TEXT EXTRACT:
How did you pass the jar file path?
Do you copy it to worker host (e.g scp)? Or use an http URL of the jar?
----
2020-02-21 04:40:57 UTC - Devin G. Bost: I recommend the REST endpoint directly.
Our first automation path was the CLI. That didn’t last long.
Our second automation path was the PulsarAdmin API. That lasted longer, but it still was a source of frustration.
Our third automation path was to write a Go consumer that listened to a Pulsar topic, got our desired data, and hit the REST endpoint directly. That worked amazingly well and was much faster than all of the others. It’s still running in production.
----
2020-02-21 04:41:51 UTC - Devin G. Bost: All you need is a URL where Pulsar can download the Jar, so you can use any cloud storage for that.
----
2020-02-21 04:43:16 UTC - Devin G. Bost: I’ve been working on getting permission for our team to open source our deployment tool. That effort is currently in progress.
----
2020-02-21 05:31:57 UTC - Tamer: Thank you so much for the details. I will use the REST API directly. Maybe later I will consider writing a small wrapper in rust to have a fast cli.

When you update the function do you just make the `update` api call? 

I notices many times when I manually update the function it occasionally fails with 503 error and I need to delete and recreate the function again to fix it.

Have you ever had this issue that update call fails? Do you stop the function first?
----
2020-02-21 05:33:34 UTC - Devin G. Bost: Hmm the 500 errors sound familiar. What version are you running?
----
2020-02-21 05:35:24 UTC - Devin G. Bost: It’s possible that there’s an unresolved bug with the update process.
It would be extremely helpful if you could please capture log details when that happens again and create a Github Issue so the bug report can go through triage and get looked at in detail. (Basically, the way the Pulsar community does things is that the issue must be reported as a Github Issue before it can be resolved.)

THINGS TO DO:
- A) In the Pulsar thread, what is the only thing Pulsar needs in order to get the Jar?
- B) Transcribe the Pulsar thread, everything from "I notices many" down to "the update process.".
- C) Write the next part of the Pulsar thread, picking up after its final message.

COLLECTED MATERIAL:
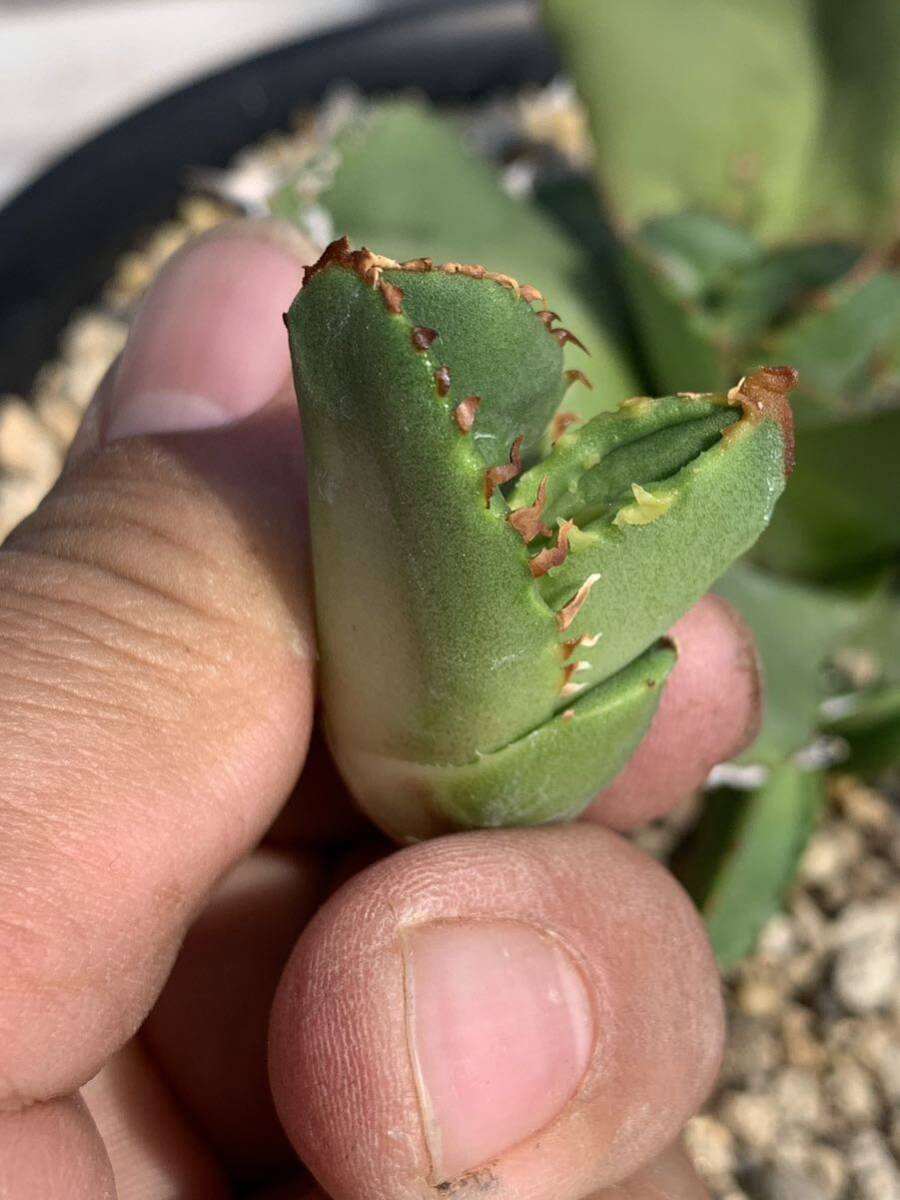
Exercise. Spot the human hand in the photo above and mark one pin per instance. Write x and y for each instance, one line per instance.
(533, 1013)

TASK RESULTS:
- A) A URL where Pulsar can download the Jar.

- B)
I notices many times when I manually update the function it occasionally fails with 503 error and I need to delete and recreate the function again to fix it.

Have you ever had this issue that update call fails? Do you stop the function first?
----
2020-02-21 05:33:34 UTC - Devin G. Bost: Hmm the 500 errors sound familiar. What version are you running?
----
2020-02-21 05:35:24 UTC - Devin G. Bost: It’s possible that there’s an unresolved bug with the update process.

- C)
----
2020-02-21 05:35:38 UTC - Devin G. Bost: The more detail you can provide the better.
----
2020-02-21 05:36:29 UTC - Devin G. Bost: Yes, I believe we make the `update`  API call. The documentation wasn’t great, so if you need help, I can take a look at how we’ve done it.
----
2020-02-21 05:44:11 UTC - Tamer: I was running 2.4.2 but now upgraded to 2.5.0, will test again once I have the CI/CD working
----
2020-02-21 05:44:23 UTC - Devin G. Bost: Sounds good. Thanks.
----
2020-02-21 05:44:30 UTC - Devin G. Bost: Please keep us posted.
----
2020-02-21 05:47:02 UTC - Tamer: Thanks for the detailed answers.

I am actually helping 3 clients at the moment to migrate to Pulsar and all of them needed this CI/CD for the pulsar function. 2 clients using Jenkins and the other one gitlab runner.

I will definitely share my updates and will write a blog post at the end.
----
2020-02-21 05:47:29 UTC - Devin G. Bost: Sounds great!
----
2020-02-21 06:38:45 UTC - Pushkar Sawant: @Pushkar Sawant has joined the channel
----
2020-02-21 06:45:56 UTC - Pushkar Sawant: Hi,
Has anyone experienced an issue when an entire Write quorum, has gone down? What’s the best course of action to recover from such failure?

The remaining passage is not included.